● **Arahan Tugas**:
1: Ulangi tanpa perubahan baris-baris entri mulai dari baris yang memuat "the groom's short" sampai dengan baris yang memuat "(1121, 717)", kedua baris itu ikut disertakan.
2: Teruskan teks tentang konflik FKM/RMS di Maluku, dimulai tepat setelah kalimat terakhir yang ditampilkan.

● **Kutipan Teks**:
------------------------------------

Kebijakan pemerintah untuk mengidentifikasi dan menangkap para pendukung
FKM/RMS kemudian baru dilakukan pada hari kelima (30/4).
f) Tindakan pembiaran yang dilakukan oleh pemerintah dan aparat kemanan untuk
tidak dengan segera melakukan identifikasi terhadap siapa pendukung FKM/RMS,
berakibat semakin meluasnya konflik. Baik dengan terbukanya ruang bagi aparat TNI
dan POLRI dalam menggeneralisasi tindakan-tindakan kekerasan terhadap warga sipil
tanpa pandang bulu, maupun terbukanya ruang bagi warga sipil untuk menggunakan
kekerasan sebagai jalan penyelesaian.
g) Terbentuknya opini yang menyesatkan bahwa telah terjadi konflik antar kelompok
pro-NKRI melawan pro-FKM/RMS berakibat pula pada pengabaian fakta konkrit
terhadap terjadinya peristiwa penyerangan dan pembantaian warga sipil (termasuk Ibu
hamil dan anak-anak) penumpang KM Doloronda. Penyerangan dan pembantaian
tanpa dapat melakukan perlawanan tersebut jelas-jelas merupakan tindakan
pelanggaran HAM. Akibatnya peristiwa pelanggaran HAM ini tidak mendapat
perhatian dari para pejabat, tokoh masyarakat, bahkan peliputan media massa.
5) Dari lapangan kami menerima laporan yang memberikan indikasi adanya
keterlibatan aparat keamanan dalam peristiwa penyerangan terhadap pemukiman dan
warga kristen, sebagai berikut: (kami kesulitan untuk mendapatkan informasi dugaan
yang sama dari komunitas Muslim untuk mengkonfirmasi dugaan kami ini)
a) Peristiwa pembakaran gereja Nazareth pada tanggal 28 April 2004 diduga
melibatkan aparat keamanan. Masyarakat telah menyatakan kesaksiannya dalam
aksi di kantor Polda Maluku pada hari yang sama bahwa pembakaran gereja
dilakukan oleh oknum dari Satuan Arhanud 11 yang bertugas di lokasi tersebut
(Karang Panjang Bawah - perbatasan Batu Merah);
b) Terdapat sejumlah penembak gelap yang berkeliaran di lokasi-lokasi konflik.

------------------------------------

● **Data yang Ditampilkan**:
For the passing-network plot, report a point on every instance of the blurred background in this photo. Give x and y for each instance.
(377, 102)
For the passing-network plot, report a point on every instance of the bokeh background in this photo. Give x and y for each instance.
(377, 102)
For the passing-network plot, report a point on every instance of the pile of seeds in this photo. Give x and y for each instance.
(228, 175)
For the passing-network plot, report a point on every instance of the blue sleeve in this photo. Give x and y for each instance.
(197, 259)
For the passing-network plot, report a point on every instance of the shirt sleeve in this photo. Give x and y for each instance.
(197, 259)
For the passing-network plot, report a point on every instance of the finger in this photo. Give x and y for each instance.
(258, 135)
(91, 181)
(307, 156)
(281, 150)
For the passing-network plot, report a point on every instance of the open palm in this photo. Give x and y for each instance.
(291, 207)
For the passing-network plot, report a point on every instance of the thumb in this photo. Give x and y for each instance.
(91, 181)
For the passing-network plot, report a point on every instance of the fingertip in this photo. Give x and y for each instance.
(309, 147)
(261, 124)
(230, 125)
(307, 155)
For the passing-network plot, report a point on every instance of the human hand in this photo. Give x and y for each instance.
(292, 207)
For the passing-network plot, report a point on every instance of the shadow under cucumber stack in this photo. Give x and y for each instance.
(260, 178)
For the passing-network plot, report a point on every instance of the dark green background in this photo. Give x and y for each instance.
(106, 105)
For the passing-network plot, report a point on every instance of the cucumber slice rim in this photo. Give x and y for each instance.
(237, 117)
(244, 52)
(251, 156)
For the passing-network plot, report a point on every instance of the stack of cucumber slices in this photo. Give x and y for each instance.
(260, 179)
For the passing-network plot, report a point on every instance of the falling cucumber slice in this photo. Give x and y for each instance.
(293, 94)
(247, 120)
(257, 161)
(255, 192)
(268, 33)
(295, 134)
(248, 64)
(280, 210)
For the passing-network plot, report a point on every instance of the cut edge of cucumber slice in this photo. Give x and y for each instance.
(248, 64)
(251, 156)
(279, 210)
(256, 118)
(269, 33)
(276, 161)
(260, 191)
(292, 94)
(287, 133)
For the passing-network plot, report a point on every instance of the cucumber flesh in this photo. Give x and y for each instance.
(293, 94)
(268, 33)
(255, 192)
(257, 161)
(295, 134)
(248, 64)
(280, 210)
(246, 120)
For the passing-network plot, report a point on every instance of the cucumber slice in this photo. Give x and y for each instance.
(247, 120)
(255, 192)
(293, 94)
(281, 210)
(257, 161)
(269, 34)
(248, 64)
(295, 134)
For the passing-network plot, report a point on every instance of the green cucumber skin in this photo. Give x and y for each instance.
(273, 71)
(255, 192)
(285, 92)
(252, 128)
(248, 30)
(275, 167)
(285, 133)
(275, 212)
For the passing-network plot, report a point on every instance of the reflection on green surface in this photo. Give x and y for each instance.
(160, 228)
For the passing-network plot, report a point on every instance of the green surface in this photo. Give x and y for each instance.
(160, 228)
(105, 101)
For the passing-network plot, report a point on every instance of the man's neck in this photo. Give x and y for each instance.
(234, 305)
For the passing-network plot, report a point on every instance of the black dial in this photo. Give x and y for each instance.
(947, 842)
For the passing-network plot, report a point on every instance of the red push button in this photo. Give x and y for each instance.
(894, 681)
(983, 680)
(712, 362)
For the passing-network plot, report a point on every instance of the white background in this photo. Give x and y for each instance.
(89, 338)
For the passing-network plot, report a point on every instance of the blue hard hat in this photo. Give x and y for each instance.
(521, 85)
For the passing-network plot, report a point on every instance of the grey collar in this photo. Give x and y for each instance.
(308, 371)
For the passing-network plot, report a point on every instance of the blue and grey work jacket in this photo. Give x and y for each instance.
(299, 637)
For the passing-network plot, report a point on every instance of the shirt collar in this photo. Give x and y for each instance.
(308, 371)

------------------------------------

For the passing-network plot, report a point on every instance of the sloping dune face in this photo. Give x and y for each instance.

------------------------------------

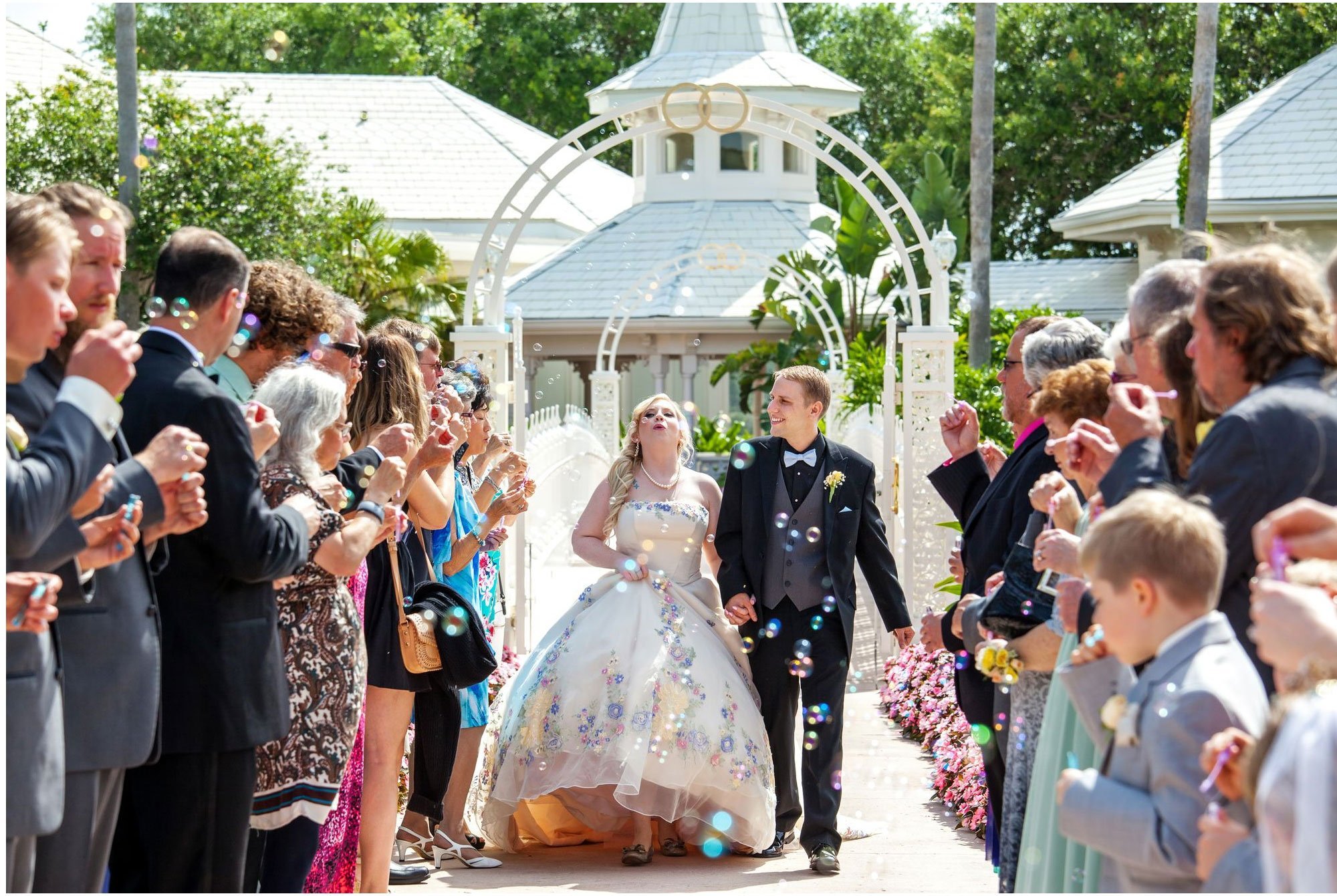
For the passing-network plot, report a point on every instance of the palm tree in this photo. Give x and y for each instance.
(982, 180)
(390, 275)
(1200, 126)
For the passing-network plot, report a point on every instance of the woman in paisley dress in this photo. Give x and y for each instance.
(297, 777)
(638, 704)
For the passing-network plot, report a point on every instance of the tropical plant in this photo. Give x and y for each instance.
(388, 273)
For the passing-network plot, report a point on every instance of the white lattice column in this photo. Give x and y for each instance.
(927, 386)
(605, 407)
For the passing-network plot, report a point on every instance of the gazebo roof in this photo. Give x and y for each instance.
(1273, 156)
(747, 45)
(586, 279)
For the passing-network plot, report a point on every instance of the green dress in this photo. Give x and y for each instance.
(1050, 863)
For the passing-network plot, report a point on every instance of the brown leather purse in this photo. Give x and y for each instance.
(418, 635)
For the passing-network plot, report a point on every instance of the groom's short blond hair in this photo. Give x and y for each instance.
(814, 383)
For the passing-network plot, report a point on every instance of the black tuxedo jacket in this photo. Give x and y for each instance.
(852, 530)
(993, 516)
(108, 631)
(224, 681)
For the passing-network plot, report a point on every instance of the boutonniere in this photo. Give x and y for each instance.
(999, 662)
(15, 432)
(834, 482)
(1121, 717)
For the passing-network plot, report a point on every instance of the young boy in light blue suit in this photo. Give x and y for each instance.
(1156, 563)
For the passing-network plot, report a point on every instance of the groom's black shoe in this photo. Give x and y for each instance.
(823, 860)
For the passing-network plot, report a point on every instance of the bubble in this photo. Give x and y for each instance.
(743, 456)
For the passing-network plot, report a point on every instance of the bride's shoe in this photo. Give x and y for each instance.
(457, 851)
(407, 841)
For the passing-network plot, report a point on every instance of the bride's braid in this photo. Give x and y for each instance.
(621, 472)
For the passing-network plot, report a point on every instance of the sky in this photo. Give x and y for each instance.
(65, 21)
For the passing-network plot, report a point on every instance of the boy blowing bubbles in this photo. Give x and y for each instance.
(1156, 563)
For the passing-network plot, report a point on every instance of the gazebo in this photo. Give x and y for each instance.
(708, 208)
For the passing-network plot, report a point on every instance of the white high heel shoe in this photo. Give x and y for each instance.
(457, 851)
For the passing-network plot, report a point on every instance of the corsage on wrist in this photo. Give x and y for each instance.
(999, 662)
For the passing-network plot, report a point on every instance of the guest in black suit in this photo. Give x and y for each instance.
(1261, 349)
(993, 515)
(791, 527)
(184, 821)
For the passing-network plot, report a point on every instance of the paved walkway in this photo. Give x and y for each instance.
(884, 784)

------------------------------------

● **Jawaban Akhir**:
1:
For the passing-network plot, report a point on every instance of the groom's short blond hair in this photo. Give x and y for each instance.
(814, 383)
For the passing-network plot, report a point on every instance of the black tuxedo jacket in this photo. Give x and y for each instance.
(852, 530)
(993, 516)
(108, 631)
(224, 681)
For the passing-network plot, report a point on every instance of the boutonniere in this photo. Give x and y for each instance.
(999, 662)
(15, 432)
(834, 482)
(1121, 717)

2:
Diduga 2 orang anggota Brimob yang ditangkap dan 1 orang anggota TNI (yang
ditembak mati karena melawan) adalah bagian dari mereka yang dianggap sebagai
penembak gelap oleh masyarakat dan selama ini menembak ke arah pemukiman
warga kristen.
6) Kami juga mempertanyakan sejumlah hal yang kurang mendapatkan perhatian
berbagai pihak, baik pemerintah maupun tokoh masyarakat dan media massa, yang
umumnya lebih diarahkan pada korban dan isu FKM/RMS. Perhatian tersebut
umumnya mengabaikan fakta adanya kelompok agresor yang melakukan serangan
dan teror terhadap warga.
Saat ini pihak yang bertindak agresif dan mengambil posisi "seakan-akan mewakili
massa Muslim" telah nyaris tiba di pintu masuk salah satu kawasan pemukiman
Kristen yang terbesar di Kota Ambon, yaitu kawasan Batu Gantong. Kawasan ini
merupakan kawasan antara menuju kawasan Kudamati dimana terdapat rumah dr.
Alex Manuputty yang rumahnya dipakai sebagai tempat perayaan HUT RMS tanggal
25 April 2004 lalu. Apabila kawasan ini dibumihanguskan hanya untuk mencapai
kawasan pemukiman Kudamati dan mencari sejumlah pendukung FKM/RMS yang
jumlahnya belum bisa dipastikan, maka perlu diperhitungkan efeknya terhadap
menguatnya keyakinan bahwa warga Kristen tidak diberikan jaminan perlindungan
keselamatan di negara RI. Semua pihak kini semakin menyadari bahwa konflik saat
ini bukanlah konflik antar agama, namun identifikasi kelompok yang direduksi atas
dasar agama merupakan preseden yang buruk bagi perwujudan perdamaian dan
penegakan demokrasi.
Bukankah seharusnya jika konflik ini merupakan konflik antara kelompok pendukung
FKM/RMS dan kelompok pendukung NKRI maka aksi-aksi kekerasan kolektif akan
berakhir jika pemerintah mampu mengidentifikasi siapa pendukung FKM/RMS sejak
awal? Jika sampai saat ini konflik masih berlanjut, pertanyaannya tentu, "apa yang
dicari dari konflik ini?" Pertanyaan lainnya adalah, "jika para pendukung FKM/RMS
yang dicari, mengapa pemukiman warga kristen diserang tanpa pandang bulu?"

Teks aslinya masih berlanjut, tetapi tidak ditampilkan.